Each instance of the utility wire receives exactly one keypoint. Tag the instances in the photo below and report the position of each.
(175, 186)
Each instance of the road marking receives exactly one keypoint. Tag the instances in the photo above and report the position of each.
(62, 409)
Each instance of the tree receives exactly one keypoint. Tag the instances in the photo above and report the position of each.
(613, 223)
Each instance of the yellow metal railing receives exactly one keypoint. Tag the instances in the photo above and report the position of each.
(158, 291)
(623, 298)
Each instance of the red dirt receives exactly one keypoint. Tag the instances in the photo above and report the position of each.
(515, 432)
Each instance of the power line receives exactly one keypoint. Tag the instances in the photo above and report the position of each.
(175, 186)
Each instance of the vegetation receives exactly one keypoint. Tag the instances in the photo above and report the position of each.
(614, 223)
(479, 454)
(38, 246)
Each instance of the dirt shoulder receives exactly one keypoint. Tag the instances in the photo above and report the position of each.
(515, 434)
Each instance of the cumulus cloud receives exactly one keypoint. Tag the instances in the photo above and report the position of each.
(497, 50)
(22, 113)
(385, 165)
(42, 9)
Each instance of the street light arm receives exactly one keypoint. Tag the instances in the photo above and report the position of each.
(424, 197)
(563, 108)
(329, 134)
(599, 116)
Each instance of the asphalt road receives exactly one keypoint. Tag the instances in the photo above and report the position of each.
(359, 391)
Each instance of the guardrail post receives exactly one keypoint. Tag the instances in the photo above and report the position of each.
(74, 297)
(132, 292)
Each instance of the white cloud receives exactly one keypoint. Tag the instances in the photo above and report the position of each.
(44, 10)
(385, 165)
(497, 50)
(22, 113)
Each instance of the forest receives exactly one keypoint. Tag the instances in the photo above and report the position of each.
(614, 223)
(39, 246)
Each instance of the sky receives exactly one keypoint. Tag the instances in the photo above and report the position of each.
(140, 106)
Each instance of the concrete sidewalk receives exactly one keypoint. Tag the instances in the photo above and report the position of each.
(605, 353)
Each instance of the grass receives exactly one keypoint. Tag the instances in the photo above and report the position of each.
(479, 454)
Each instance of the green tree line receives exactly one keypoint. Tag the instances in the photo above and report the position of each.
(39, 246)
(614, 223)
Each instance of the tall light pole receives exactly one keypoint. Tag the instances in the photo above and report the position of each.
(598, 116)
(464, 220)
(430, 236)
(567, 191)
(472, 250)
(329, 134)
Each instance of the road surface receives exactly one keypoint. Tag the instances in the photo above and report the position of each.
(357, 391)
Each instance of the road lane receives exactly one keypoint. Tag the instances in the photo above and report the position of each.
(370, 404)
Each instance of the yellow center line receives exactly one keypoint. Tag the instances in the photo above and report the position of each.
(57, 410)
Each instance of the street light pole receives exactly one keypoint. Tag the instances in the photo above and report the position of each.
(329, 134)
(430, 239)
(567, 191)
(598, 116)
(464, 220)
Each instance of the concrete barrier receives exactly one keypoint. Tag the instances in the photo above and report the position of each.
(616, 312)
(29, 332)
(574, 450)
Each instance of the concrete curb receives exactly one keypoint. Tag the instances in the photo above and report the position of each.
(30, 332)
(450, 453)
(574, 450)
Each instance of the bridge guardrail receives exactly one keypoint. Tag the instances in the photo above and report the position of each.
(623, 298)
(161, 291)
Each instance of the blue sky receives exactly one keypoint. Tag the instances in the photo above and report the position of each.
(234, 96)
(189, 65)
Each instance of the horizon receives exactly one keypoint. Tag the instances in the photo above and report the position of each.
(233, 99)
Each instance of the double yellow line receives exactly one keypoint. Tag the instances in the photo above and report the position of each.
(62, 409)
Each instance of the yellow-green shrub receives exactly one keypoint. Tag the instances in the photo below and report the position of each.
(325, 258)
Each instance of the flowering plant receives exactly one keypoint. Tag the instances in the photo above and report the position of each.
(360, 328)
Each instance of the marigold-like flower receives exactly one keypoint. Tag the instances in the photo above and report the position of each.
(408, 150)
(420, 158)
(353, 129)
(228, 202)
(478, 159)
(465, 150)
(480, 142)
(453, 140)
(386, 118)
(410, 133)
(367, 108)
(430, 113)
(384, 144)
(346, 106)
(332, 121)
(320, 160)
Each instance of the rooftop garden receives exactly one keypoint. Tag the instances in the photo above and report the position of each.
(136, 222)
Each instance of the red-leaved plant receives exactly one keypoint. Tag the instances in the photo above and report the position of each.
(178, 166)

> Exercise: Can you reproduce all of the records above with "keypoint" replaced by "marker" everywhere it occurs and nothing else altered?

> Correct output:
Each instance of the utility wire receives exactly one marker. Tag the instances in the photo below and report the position of each.
(175, 186)
Each instance of the road marking receives exactly one marker. Tag the instances in the photo above and report the position of each.
(62, 409)
Each instance of the tree receives exactly one marker. Tag the instances in the photo above and report the position of each.
(613, 223)
Each instance of the yellow metal railing receives exactly one marker. Tag the instances in the photo above and report the position of each.
(158, 291)
(623, 298)
Each instance of the red dirt receives exactly one marker. Tag the instances in the photo above and report the position of each.
(515, 432)
Each instance of the power line receives exactly one marker. Tag the instances in the photo above and report the position of each.
(175, 186)
Each instance of the vegetation receives exactly one marker. Tag the instances in the photo above and report the position of each.
(614, 223)
(479, 454)
(38, 246)
Each instance of the dirt shoulder receives exactly one marker. Tag the instances in the photo above and report the position of each.
(515, 434)
Each instance of the cumulus cloud receives exactly one marker. Tag the instances in the photo above and report the position of each.
(497, 50)
(22, 113)
(385, 165)
(42, 9)
Each instance of the street light arm receives exactly one marker. Tag the instances in the photo above and report the position of each.
(424, 197)
(563, 108)
(329, 134)
(599, 116)
Each instance of the asphalt road receives exactly one marker. Tag the instances in the photo above and report the position of each.
(359, 391)
Each instance of the guardrail post receives exactly one marker. Tag the instances in the photo above and report the position of each.
(74, 297)
(132, 292)
Each instance of the white cloud receives exactly one marker. Tag the instances in the photo above and report the position of each.
(44, 10)
(385, 165)
(497, 50)
(22, 113)
Each instance of the forest receives exactly one marker. Tag the instances in the photo above and report the position of each.
(614, 223)
(39, 246)
Each instance of the sky receives exactly one marker. Tag the instances in the photo above and report the position of each.
(140, 106)
Each instance of the concrete sidewalk receives exactly one marker. Tag the instances in the photo above and report the position of each.
(605, 353)
Each instance of the grass receives exactly one marker. Tag the instances in the photo above and report the position of each.
(479, 454)
Each instance of the green tree line receives exactly one marker. Tag the instances in the photo above and report the position of each.
(39, 246)
(614, 223)
Each instance of the tall light pole receives exactly one marker. Tag the instances in the photo above and report the position of each.
(598, 116)
(464, 220)
(430, 236)
(567, 191)
(472, 250)
(329, 134)
Each instance of the road surface receives exactly one marker. Tag the instances in the photo above and report the position of each.
(357, 391)
Each instance of the road lane receives exactly one marker. Tag the instances in the photo above and report the position of each.
(370, 404)
Each instance of the yellow center line receives exactly one marker. Tag the instances in the photo above and report the position of each.
(57, 410)
Each instance of the street light pole receives exactly one marker. Tag the instances in the photo above and report the position of each.
(329, 134)
(430, 239)
(567, 191)
(598, 116)
(464, 220)
Each instance of the concrete barrier receives exactly one marker. Tag the instances in the photo above and report the position of each.
(616, 312)
(29, 332)
(574, 450)
Each instance of the concrete curb receives exactly one marker. Tag the instances in the photo above and report the position of each.
(30, 332)
(450, 453)
(574, 450)
Each instance of the bridge guardrail receives exactly one marker. Tag the instances in the photo above and report the position of each.
(623, 298)
(161, 291)
Each instance of the blue sky receives exactly one marker. Tag the instances in the photo above and report the position of each.
(234, 96)
(189, 65)
Each instance of the horizon receives exactly one marker. Tag the instances in the photo above and report the position of each.
(233, 99)
Each instance of the double yellow line receives exactly one marker. Tag the instances in the photo above and report the position of each.
(62, 409)
Each instance of the yellow-green shrub receives exactly one marker. Tag the instances in the photo below and report the position of each.
(325, 258)
Each instance of the flowering plant receives exactly one marker. Tag the instances in the photo above and report the position of each.
(360, 328)
Each instance of the marigold-like flower receives exactly one marker. Tag the instances in the photo above and report the position of each.
(408, 150)
(420, 158)
(353, 129)
(228, 202)
(478, 159)
(465, 150)
(480, 142)
(453, 140)
(386, 118)
(410, 133)
(367, 108)
(430, 113)
(384, 144)
(346, 106)
(332, 121)
(320, 160)
Each instance of the rooftop garden receives exactly one marker. Tag the instances in the photo above and report the position of each.
(136, 222)
Each instance of the red-leaved plant receives exactly one marker. Tag the instances in the photo above and report the position of each.
(178, 166)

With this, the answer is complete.